■ Set problem ■
List each line of the data below that contains the string "white". Letter case counts.

Records from a dataset
* BEGIN *
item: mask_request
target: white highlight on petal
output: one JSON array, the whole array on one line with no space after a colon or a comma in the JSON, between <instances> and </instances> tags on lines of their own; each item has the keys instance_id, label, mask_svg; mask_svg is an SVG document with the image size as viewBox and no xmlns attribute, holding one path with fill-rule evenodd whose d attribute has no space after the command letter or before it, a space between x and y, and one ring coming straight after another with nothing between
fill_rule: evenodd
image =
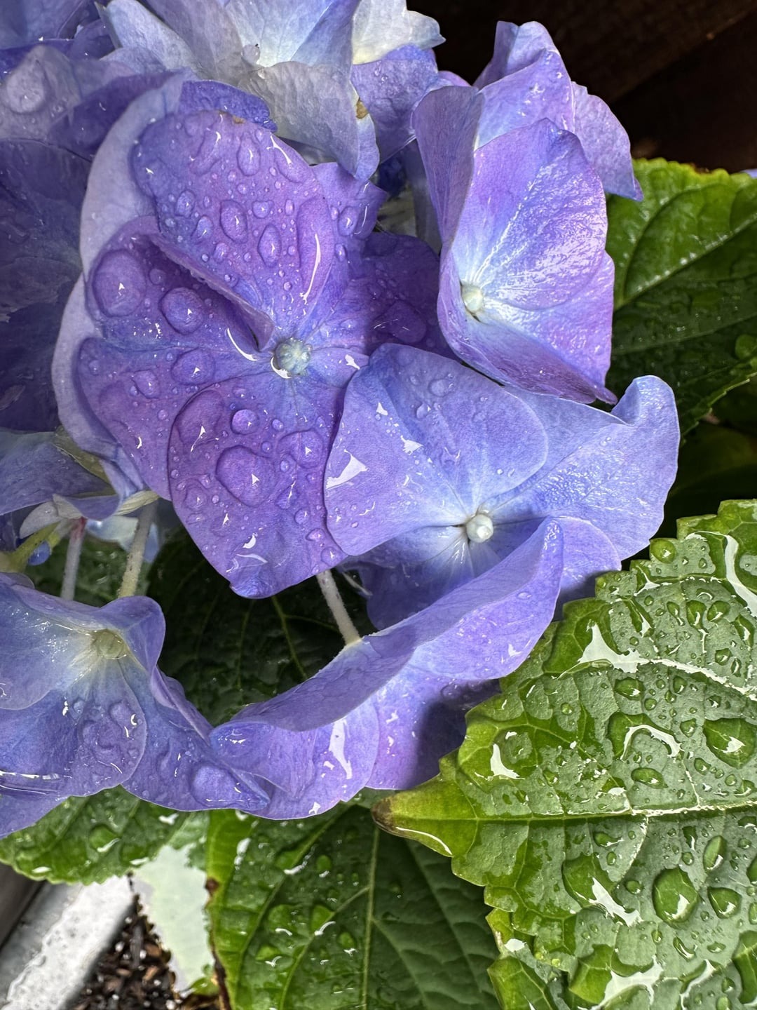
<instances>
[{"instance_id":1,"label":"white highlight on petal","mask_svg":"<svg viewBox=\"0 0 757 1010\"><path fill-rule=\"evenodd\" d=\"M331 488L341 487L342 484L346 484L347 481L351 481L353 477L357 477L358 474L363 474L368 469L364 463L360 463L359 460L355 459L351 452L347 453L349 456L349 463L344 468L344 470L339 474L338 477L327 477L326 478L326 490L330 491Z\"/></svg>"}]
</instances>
* END *
* BEGIN *
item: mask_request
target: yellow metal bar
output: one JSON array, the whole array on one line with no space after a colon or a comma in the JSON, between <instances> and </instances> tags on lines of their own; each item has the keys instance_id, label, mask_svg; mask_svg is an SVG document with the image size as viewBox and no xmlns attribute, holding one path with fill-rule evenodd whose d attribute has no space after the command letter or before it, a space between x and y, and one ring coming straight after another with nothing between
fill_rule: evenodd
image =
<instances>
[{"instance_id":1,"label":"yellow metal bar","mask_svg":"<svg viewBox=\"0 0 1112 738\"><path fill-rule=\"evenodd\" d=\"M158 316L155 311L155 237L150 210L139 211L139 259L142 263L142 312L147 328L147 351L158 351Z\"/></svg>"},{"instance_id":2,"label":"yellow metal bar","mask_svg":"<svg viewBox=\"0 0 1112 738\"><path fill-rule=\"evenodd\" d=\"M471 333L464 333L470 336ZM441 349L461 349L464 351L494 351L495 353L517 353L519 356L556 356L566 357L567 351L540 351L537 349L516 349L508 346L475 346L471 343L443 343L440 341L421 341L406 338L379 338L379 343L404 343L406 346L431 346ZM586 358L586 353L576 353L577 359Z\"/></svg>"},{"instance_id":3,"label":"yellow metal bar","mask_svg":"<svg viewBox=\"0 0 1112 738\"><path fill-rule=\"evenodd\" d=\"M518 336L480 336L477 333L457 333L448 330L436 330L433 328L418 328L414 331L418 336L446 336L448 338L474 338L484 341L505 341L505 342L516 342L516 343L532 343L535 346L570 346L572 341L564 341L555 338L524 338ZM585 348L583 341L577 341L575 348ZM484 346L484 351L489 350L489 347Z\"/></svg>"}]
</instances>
* END *
* BEGIN *
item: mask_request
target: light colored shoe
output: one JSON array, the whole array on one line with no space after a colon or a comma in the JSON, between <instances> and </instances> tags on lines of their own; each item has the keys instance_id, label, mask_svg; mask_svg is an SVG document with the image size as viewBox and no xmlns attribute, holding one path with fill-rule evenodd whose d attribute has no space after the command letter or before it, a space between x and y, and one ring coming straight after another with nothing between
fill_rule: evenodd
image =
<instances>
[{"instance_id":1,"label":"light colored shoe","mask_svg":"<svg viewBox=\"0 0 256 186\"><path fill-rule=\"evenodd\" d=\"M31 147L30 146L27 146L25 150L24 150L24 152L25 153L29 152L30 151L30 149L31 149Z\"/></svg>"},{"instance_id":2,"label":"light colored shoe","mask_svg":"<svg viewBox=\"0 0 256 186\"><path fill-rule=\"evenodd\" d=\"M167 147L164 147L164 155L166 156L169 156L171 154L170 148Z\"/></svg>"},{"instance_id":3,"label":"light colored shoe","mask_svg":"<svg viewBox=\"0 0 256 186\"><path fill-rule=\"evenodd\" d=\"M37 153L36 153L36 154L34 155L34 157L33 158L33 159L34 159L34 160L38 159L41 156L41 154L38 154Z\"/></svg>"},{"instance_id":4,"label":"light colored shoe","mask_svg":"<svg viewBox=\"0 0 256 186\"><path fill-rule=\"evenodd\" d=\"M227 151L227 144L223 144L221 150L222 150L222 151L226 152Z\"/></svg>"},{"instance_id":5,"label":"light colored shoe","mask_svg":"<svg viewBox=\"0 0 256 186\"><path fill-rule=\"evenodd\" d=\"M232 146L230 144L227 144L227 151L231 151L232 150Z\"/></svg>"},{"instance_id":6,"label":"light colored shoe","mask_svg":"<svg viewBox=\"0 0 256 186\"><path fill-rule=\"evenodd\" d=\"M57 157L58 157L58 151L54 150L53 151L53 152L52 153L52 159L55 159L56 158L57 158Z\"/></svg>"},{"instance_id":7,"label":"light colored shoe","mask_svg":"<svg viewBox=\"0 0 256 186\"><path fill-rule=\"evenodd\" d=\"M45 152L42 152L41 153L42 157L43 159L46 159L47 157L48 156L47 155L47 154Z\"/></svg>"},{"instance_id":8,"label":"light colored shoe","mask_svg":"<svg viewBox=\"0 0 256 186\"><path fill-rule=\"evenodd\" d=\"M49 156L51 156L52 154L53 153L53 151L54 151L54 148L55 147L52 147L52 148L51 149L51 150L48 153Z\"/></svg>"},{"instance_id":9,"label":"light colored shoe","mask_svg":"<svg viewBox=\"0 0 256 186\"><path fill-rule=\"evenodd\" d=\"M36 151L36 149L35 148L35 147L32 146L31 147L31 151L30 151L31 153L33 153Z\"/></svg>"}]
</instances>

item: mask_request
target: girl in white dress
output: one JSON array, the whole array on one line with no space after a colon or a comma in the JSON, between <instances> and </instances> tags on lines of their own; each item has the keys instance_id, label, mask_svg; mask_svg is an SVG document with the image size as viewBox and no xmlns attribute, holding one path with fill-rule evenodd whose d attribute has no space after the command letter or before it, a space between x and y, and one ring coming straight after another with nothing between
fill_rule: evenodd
* END *
■ Output ■
target: white highlight on petal
[{"instance_id":1,"label":"white highlight on petal","mask_svg":"<svg viewBox=\"0 0 757 1010\"><path fill-rule=\"evenodd\" d=\"M331 488L341 487L342 484L346 484L347 481L351 481L353 477L357 477L358 474L363 474L368 469L364 463L360 463L359 460L355 459L351 452L347 453L349 456L349 463L344 468L344 470L339 474L338 477L327 477L326 478L326 490L330 491Z\"/></svg>"}]
target: girl in white dress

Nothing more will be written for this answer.